**Task instructions**:
[1] In the article on the 1952 California Golden Bears, restate the passage between "The 1952 California" and "in Berkeley, California.", inclusive, swapping "Pappy Waldorf" for "Coach Waldorf".
[2] Summarize the article on the 1952 California Golden Bears in two sentences.

**Document**:
###

- Conference: Pacific Coast Conference
- Record: 7–3 (3–3 PCC)
- Head coach: Pappy Waldorf (6th season);
- Offensive scheme: Single-wing
- Home stadium: California Memorial Stadium

= 1952 California Golden Bears football team =

American college football season

The 1952 California Golden Bears football team was an American football team that represented the University of California, Berkeley in the Pacific Coast Conference (PCC) during the 1952 college football season. Under sixth-year head coach Pappy Waldorf, the Golden Bears compiled an overall record of 7–3 (3–3 in PCC, fourth). Home games were played on campus at California Memorial Stadium in Berkeley, California.

###

**Dataset**:
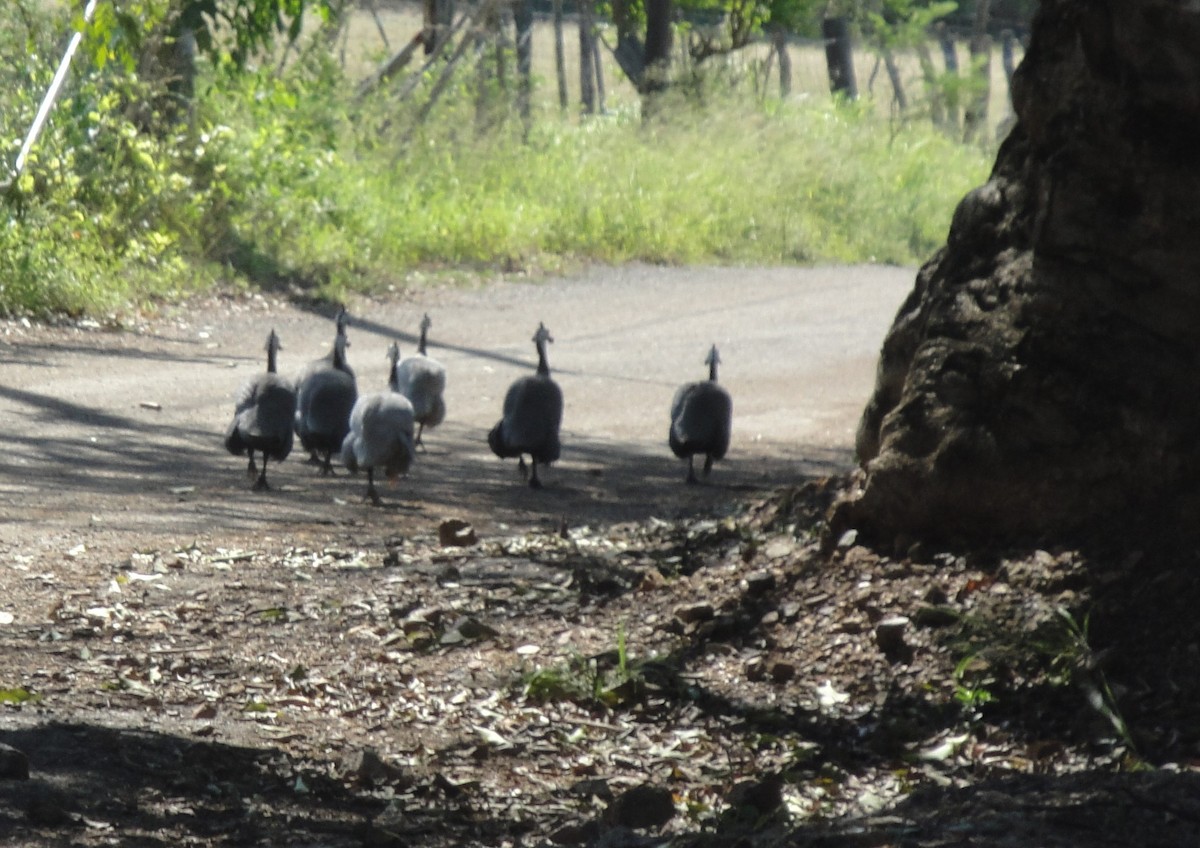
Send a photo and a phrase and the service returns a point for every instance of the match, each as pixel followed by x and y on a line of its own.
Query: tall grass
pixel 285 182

###

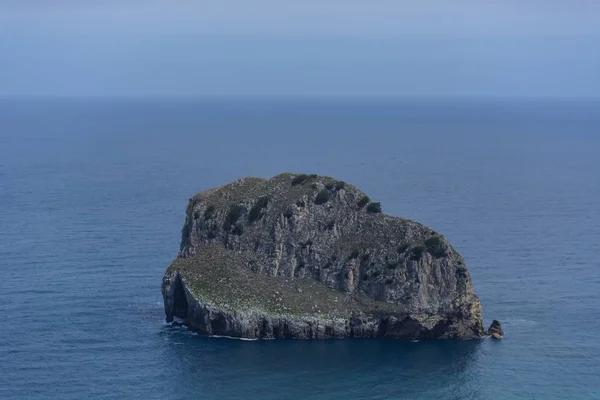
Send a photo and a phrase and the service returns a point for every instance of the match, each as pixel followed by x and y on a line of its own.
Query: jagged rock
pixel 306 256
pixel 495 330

###

**Answers per task**:
[1]
The 1952 California Golden Bears football team was an American football team that represented the University of California, Berkeley in the Pacific Coast Conference (PCC) during the 1952 college football season. Under sixth-year head coach Coach Waldorf, the Golden Bears compiled an overall record of 7–3 (3–3 in PCC, fourth). Home games were played on campus at California Memorial Stadium in Berkeley, California.

[2] The 1952 California Golden Bears football team represented the University of California, Berkeley in the Pacific Coast Conference during the 1952 college football season and played its home games at California Memorial Stadium in Berkeley. Under sixth-year head coach Pappy Waldorf, the team finished 7–3 overall and 3–3 in the PCC, placing fourth.